Document segment -
--------------------------------------------------

Psalm 1 begins by introducing to us the Man of Blessing, the Blessed One. We must note here that there is but one man in view who is blessed. In other words, the idea here is singular and is contrasted later with the multiplicity of the wicked, who are a countless mass. In the first three verses of Psalm 1 we find a description of what the Blessed One is not, what he is and what he is like.
The Man of Blessing is not one who walks in the counsel of the wicked (that countless mass). Nor does he stand in the way of sinners, nor sit in the seat of scoffers (verse 1). This is a description by way of remotion, a via negativa of sorts. In the context of this remotion is a definitive motion or inertia that the Man of Blessing avoids. Here we find a descent downward into the vileness of sin. Notice the way the psalmist uses verbs here to show the wicked as those who are brought to a place of rigormortis: walking … standing … sitting.
These verbs illustrate for us the devolution we experience in sin. We being merely listening to wicked counsel and soon we find ourselves walking in the way or path of sinners, doing what they do. Still more, as we dull our consciences on the paved stones of the way of the wicked we find that we are cozy with our sin. We become content and just sit down in it, scoffing at those who think we should do otherwise. We become alcoholics drowning in denial. Porn addicts caged by our perversions. We gorge ourselves on food and mock those who seek fitness. We all existentially get the picture here, if we are honest.
Paul describes this divestiture of our humanity in Romans 1:18-32 in which we willfully lust after sin, our mistress. To our dismay we find that sin is playing for keeps. We walked out on God, and in a sobering set of verses, the Apostle Paul paints a bleak picture for us. God in his covenant faithfulness gives us over to sin so that by verse 32 we find ourselves sitting in the seat of scoffers knowing that, “those who practice such things deserve to die, they not only do them but give approval to those who practice them.”

--------------------------------------------------

Assigned task 1 -
Say whether each statement agrees with the Psalm 1 commentary, answering yes or no and quoting the words of the commentary that decide it. (a) The commentary holds that several men are blessed in Psalm 1. (b) The commentary names the verbs walking, standing and sitting. (c) The commentary places Paul's description in Romans 1:18-32.
Assigned task 2 -
Please carry on the Psalm 1 commentary from the end of its last sentence.

Dataset entries -
--------------------------------------------------

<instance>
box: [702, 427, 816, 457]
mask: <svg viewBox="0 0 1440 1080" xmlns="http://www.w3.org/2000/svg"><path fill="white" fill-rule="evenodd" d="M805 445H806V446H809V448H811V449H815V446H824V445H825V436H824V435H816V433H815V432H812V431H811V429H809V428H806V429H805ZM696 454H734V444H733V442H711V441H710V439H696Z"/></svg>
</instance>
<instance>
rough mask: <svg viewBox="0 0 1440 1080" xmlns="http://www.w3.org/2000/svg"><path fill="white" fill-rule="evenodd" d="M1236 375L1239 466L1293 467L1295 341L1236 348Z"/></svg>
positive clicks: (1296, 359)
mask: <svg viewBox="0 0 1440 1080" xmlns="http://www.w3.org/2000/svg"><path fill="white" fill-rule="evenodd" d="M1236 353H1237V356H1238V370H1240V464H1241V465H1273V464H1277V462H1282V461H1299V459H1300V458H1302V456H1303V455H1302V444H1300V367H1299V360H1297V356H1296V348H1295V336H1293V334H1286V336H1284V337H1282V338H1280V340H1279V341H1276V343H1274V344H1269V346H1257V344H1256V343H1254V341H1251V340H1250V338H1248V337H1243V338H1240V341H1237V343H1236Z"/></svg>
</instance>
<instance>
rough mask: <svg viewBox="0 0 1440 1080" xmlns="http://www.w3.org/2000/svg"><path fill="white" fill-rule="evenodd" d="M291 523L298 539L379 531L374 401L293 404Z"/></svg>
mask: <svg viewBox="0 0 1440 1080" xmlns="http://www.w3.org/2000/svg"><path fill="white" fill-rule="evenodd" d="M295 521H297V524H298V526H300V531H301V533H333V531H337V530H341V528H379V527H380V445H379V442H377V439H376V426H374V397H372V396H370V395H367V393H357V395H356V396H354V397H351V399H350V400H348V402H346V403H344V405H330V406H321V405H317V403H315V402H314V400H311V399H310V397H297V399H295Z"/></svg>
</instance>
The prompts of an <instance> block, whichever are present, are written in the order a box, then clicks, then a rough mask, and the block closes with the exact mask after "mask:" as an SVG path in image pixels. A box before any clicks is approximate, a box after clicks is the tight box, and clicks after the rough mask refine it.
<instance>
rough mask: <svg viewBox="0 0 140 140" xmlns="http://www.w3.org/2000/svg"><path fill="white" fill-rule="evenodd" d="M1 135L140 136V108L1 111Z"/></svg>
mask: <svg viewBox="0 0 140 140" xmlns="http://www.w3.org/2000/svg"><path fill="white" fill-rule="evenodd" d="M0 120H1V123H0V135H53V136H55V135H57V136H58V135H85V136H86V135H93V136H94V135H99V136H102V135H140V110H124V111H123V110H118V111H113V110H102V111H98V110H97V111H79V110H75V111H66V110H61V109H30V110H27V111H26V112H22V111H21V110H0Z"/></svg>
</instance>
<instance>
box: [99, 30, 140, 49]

--------------------------------------------------

Written answer 1 -
(a) No: "there is but one man in view who is blessed."
(b) Yes: "walking … standing … sitting."
(c) Yes: "Paul describes this divestiture of our humanity in Romans 1:18-32"

Written answer 2 -
This is what the Man of Blessing is precisely not like. He knows his destination and is bent towards it. He loves keeping covenant. Nothing will separate him from the goal perfect obedience at the end of his journey. He perseveres through all the scoffing and ridicule that comes from walking on his most demanding path. In other words, the Man of Blessing is not immune to or removed from the inertia of the wicked. He is exposed to the wicked, to sinners and to those who scoff and yet he does not participate in this wretchedness.
In a way antithetical to that of the wicked, the Man of Blessing finds his consuming pleasure in the Law of the Lord. There is much to say about the manifold nature of the delight that the Man of Blessing finds in the Law. We will focus on two aspects here.
First, there is an understanding of the Law that the Man of Blessing has that the wicked, sinners and scoffers do not. The Westminster Shorter Catechism teaches us that the moral Law of God is summarily comprehended in the Decalogue (Ten Commandments, Exodus 20 and Deuteronomy 5). In other words, the Decalogue describes for us what righteousness (i.e., true and actual morality) looks like. In this way, the Decalogue is a description of who God is and not a prescription of what he must do in order to demonstrate himself as righteous. This point cannot be emphasized enough. God is righteous in his essence, simply by being God. He then describes for us by way of legal imperatives our purpose on this earth as human beings, which is to visibly demonstrate his likeness.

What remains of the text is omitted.